[DOCUMENT TEXT]

Categories
Alberta Politics

Alberta’s Conservatives are obsessed with Gay-Straight Alliances

Following Progressive Conservative Party leader Jason Kenney’s comments to the Calgary Postmedia editorial board fifteen days ago when he came out in favour of allowing schools to inform parents when students join a student-initiated Gay-Straight Alliance club, Alberta’s conservative politicians have tied themselves in knots over the issue.

Gay-Straight Alliances are student-initiated clubs meant empower students to create safe environments in their own schools, which studies have found may reduce the odds of suicidal thoughts and attempts among both sexual minority and straight students. As I wrote last week, having schools track their involvement in these clubs and informing their parents is not just creepy but could be dangerous.

It appeared as if Wildrose Party leader Brian Jean was setting himself apart from Kenney on April 3 by coming out against outing students to their parents, saying that “it’s much like a math club or a prayer club, and I don’t think that would be appropriate (for parents to be told when a child joins).” On April 4, he changed his tune, stating that parents should only sometimes be notified. But by April 5, he switched back to his original position that he did not believe parents should be notified if their child joins a GSA.

On April 6, Jean appeared to be contradicted by Mark Smith, the Wildrose MLA for Drayton Valley-Devon, who criticized a letter sent to school officials by Education Minister David Eggen reaffirming the NDP government’s belief that parents should not be informed if students join GSAs.

The NDP have visibly enjoyed the attention that Kenney and Jean’s comments have generated, on a provincial and even international level. These types of social issues generally play to the strength of the NDP, which is why Kenney desperately tried to pivot his message back to the provincial economy before disappearing from public sight last week.

The NDP are trying to frame Kenney as a social conservative – which he is – going back to his days as an anti-abortion activist while enrolled as a student at a Roman Catholic university in San Francisco.

A large portion of the membership base of the Wildrose Party is also social conservative, which both Kenney and Jean are courting for support in their bids to lead a new conservative party.

This week, the president of the Wildrose Party association in Medicine Hat evoked the legacy of residential schools and forced sterilization in a Facebook post supporting Kenney’s position. “How did the native schools turn out? Yup, that was the government telling us they knew best. How about sterilizing handicapped people? Yup, another brilliant government idea,” wrote Maureen Prince on Facebook post published on April 4, 2017. She also claimed in a Facebook post published on March 16, 2017 that the United Nations wants to “redistribute children to be raised by governments.”

[/DOCUMENT TEXT]

# EXERCISE DETAILS:
Continue the article on Alberta conservatives and Gay-Straight Alliances from where it stops.

[DATA]

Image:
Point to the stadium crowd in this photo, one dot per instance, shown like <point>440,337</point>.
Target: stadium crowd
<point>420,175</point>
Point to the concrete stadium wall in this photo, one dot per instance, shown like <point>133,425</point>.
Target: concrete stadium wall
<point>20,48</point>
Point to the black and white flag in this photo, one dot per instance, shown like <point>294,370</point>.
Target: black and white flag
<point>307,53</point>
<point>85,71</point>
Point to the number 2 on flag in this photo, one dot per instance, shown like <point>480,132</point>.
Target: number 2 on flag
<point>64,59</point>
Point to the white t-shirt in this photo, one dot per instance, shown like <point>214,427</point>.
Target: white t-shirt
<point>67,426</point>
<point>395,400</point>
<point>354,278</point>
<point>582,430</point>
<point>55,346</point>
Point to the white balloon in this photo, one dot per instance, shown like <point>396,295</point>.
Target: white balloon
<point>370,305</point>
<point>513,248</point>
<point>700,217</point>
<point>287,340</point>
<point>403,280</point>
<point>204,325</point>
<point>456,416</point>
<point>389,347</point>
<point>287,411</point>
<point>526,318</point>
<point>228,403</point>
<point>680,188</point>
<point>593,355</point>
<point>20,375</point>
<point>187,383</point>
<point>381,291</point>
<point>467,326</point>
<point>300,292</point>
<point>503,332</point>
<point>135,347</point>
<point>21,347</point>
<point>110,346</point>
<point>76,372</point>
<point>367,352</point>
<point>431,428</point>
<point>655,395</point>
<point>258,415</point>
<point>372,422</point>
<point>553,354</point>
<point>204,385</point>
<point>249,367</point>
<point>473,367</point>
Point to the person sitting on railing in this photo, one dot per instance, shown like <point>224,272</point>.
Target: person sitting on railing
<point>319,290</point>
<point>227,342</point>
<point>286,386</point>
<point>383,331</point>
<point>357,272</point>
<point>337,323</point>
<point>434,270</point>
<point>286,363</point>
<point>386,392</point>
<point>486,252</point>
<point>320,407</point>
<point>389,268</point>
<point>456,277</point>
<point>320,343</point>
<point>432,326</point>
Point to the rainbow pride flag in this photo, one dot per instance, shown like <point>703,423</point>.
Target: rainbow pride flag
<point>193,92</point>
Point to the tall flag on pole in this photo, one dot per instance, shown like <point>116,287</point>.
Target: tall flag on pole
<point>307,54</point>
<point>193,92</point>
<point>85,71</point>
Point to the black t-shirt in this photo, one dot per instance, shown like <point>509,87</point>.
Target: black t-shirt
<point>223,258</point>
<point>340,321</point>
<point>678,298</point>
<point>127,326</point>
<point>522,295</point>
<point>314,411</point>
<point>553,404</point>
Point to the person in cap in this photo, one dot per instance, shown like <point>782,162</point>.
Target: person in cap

[/DATA]

# RESPONSE AREA:
Prince appears to be an active member of a conservative education group called Concerned Parents of Medicine Hat School District #76, which is a vocal critic of the NDP and its stance on GSAs.

The Concerned Parents group provided “Include Parents” buttons to several Wildrose MLAs who wore them in the Legislative Assembly this week. The group appears to be associated or allied with a province-wide conservative education advocacy group called “Parents For Choice in Education.

Parents for Choice took issue with Jean’s first and third positions against potentially outing students to their parents, saying that he and Education Minister David Eggen had the “gall to falsely and audaciously accuse parents of being the greater danger to these vulnerable youth.”

With conservative politicians stuck on the GSA issue, Premier Rachel Notley’s NDP government has been playing to their strengths, spending the past few weeks announcing lower school fees, school nutrition programs, locations for $25-per day childcare programs, and the construction of new schools, hospitals and affordable housing projects.

The NDP subtly shifted their messaging over the past few months, focusing on launching new programs and projects that they argue will “make lives better for Albertans,” rather than trying to out-flank the conservatives on economic issues. And it is working remarkably well for the NDP.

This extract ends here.